--- VORLIEGENDER TEXT ---
Bleiben Sie dran, das wird schon noch ...

von Wolfgang Müller am 28.07.2016 um 16:54 Uhr

Liebe Kollegin Müller,

Ihrem Kommentar "Dancing Queen" vom April entsprechend zeigt sich hier erneut: Andere Länder wie GB und Australien gehen zur Einbindung von Apotheker/innen in die Verschreibungs-Medizin vollkommen andere, offenere, akademischere, vielfältigere und kreativere Wege. Als wir hier in Deutschland mit unseren Alles-Oder-Nichts-Schlachtrufen "ARMIN als Standard ins Sozialgesetzbuch" und dem selbstmörderisch/komplexhaften "Notfalls auch ohne die Ärzte".

Diese anderen Länder bekennen sich zur Schaffung schöner, interessanter und wichtiger neuer Apotheker/innen-Arbeitsgebiete konsequent zum AMTS-Apotheker als arbeitsteiligen Unterstützer des Arztes, ehrlicherweise gerade eben NICHT primär in der Öffentlichen Apotheke. Und bauen vor Allem auch nicht wie wir Messerwetzer/innen ein typisch teutonisches "Finden und Melden"- System auf (gibt natürlich keiner zu ... ist aber leider so und kommt auch genau so rüber), das auf einer vermeintlichen Überlegenheit beruhen soll: "Bloß kein Assistent des Arztes!"

Holland hat ein ARMIN-ähnliches Hausapotheken-Modell mit Einschreibepatienten und dem ganzen Fang-"Netzwerk"-Brimborium, wie wir es mit der Barmer auch schon hatten, meinen Informationen nach schon wieder abgeschafft. Während wir Armen gerade anfangen, um die Möglichkeit zu entsprechenden Selektivverträgen "Ohne Die Ärzte!" kämpfen .......

--- BITTE BEARBEITEN ---
- 1) Fassen Sie den Kommentar zur Rolle der Apotheker in zwei Sätzen zusammen.
- 2) Beantworten Sie anhand des Kommentars zur Rolle der Apotheker kurz diese Fragen:
(a) Welche beiden Länder werden als Beispiele für andere Wege genannt?
(b) Mit welcher Krankenkasse hatte man hierzulande bereits ein ähnliches Netzwerk-Modell?
(c) Was hat Holland den Informationen des Verfassers nach wieder abgeschafft?
- 3) Knüpfen Sie an das Ende des Kommentars zur Rolle der Apotheker an und schreiben Sie ihn weiter.
Für die Arbeit mit dem Text sind die Datensätze ohne Bedeutung.

--- VORLIEGENDE DATENSÄTZE ---
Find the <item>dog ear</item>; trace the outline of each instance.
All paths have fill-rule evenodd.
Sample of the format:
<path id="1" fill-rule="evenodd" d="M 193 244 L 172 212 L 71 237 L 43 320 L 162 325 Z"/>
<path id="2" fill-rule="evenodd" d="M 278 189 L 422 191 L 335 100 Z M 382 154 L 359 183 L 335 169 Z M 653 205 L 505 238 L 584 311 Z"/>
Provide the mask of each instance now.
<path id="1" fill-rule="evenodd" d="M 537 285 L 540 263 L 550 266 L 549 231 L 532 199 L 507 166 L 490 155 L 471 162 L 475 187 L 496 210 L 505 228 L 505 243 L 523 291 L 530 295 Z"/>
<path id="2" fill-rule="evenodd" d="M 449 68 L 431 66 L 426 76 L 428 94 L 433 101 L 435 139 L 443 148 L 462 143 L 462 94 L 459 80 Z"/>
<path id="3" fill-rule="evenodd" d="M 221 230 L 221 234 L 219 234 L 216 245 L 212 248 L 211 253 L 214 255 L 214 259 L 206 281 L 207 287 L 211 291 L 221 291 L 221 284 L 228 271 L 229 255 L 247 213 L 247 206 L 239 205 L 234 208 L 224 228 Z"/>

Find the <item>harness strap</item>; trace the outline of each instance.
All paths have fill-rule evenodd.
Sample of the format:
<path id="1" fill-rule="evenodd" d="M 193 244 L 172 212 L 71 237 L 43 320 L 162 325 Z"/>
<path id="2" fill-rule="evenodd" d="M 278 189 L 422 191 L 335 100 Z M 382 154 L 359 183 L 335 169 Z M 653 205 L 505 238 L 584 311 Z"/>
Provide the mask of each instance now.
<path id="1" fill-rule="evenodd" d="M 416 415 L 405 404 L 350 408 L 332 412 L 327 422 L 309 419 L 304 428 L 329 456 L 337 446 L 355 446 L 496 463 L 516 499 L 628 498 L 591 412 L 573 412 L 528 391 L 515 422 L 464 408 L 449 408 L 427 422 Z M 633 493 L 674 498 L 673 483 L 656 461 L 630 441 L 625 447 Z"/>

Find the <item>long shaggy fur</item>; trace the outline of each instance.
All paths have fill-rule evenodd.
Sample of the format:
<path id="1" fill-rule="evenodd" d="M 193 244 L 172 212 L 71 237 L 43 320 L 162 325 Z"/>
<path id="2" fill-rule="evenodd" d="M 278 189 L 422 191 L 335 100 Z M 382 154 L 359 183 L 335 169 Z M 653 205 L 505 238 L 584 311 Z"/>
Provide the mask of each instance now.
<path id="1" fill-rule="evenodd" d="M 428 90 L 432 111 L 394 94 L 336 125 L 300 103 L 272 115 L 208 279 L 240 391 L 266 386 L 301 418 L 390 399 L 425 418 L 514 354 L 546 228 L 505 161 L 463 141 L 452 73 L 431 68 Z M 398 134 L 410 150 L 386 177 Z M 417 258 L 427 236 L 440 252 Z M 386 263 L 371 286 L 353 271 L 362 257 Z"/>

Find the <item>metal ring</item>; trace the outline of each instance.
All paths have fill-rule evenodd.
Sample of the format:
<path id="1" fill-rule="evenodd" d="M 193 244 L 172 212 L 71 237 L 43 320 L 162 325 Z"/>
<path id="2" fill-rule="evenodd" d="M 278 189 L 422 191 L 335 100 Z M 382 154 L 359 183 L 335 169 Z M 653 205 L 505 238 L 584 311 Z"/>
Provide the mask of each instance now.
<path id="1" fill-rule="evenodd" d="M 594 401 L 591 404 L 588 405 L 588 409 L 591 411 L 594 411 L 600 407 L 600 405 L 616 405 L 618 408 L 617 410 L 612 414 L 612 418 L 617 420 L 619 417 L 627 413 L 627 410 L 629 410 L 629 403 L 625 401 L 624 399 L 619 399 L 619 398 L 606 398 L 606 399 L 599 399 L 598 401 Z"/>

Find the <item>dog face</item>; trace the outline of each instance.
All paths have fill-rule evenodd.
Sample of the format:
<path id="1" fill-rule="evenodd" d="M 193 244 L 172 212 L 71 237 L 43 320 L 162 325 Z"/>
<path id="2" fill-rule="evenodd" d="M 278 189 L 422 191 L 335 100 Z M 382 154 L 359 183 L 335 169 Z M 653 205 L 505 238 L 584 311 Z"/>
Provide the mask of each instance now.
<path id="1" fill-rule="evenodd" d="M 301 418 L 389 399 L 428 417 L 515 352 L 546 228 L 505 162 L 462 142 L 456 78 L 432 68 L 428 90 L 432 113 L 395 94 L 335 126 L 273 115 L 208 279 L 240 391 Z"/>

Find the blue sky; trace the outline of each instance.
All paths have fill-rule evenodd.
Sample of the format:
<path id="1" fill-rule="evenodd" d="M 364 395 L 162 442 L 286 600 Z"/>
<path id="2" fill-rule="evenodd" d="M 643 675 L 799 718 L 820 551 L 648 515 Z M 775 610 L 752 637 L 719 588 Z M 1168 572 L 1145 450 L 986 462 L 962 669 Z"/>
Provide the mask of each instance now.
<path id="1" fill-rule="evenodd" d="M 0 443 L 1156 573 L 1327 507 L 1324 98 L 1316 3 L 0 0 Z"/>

--- IHRE ANTWORTEN ---
- 1) Laut dem Verfasser gehen Länder wie Großbritannien und Australien bei der Einbindung von Apotheker/innen in die Verschreibungsmedizin offenere und vielfältigere Wege. Sie setzen auf den AMTS-Apotheker als arbeitsteiligen Unterstützer des Arztes, und zwar nicht primär in der öffentlichen Apotheke, während man in Deutschland um Selektivverträge „Ohne Die Ärzte!“ zu kämpfen beginnt und Holland ein ARMIN-ähnliches Hausapotheken-Modell nach seinen Informationen schon wieder abgeschafft hat.

- 2)
(a) Großbritannien (GB) und Australien.
(b) Mit der Barmer.
(c) Ein ARMIN-ähnliches Hausapotheken-Modell mit Einschreibepatienten.

- 3)
Was wir hier gerade machen wollen (eben mit ARMIN-Selektivverträgen etc.) wird zu einem der Rezeptur entsprechend peinlichen, nicht-honorierten reinen Marketing-Instrument verkommen. Wenn wir nicht endlich klar sagen: "ARMIN ist nur ein TEST-SYSTEM, was danach für AMTS kommt, kann und muss wahrscheinlich ganz anders aussehen!"

Felix Australia, Felix Britannia, die ihren "Jungen" und anderen vermeintlich Verführbaren nicht vormachen, dass das "mit höchster Priorität" in die Öffentliche reingepresst werden muss: "Sonst sterben wir aus".

(P. S., mit Verlaub: Was das Ganze mit der vermeintlich so schlechten Behandlung von uns bei Gröhes verwegenem erstem Wurf zur Etablierung des Medikationsplans bei den Hausärzten zu tun haben soll, werden Leggards - habe ich gerade von JP gelernt - wie ich aber wohl nie verstehen ....)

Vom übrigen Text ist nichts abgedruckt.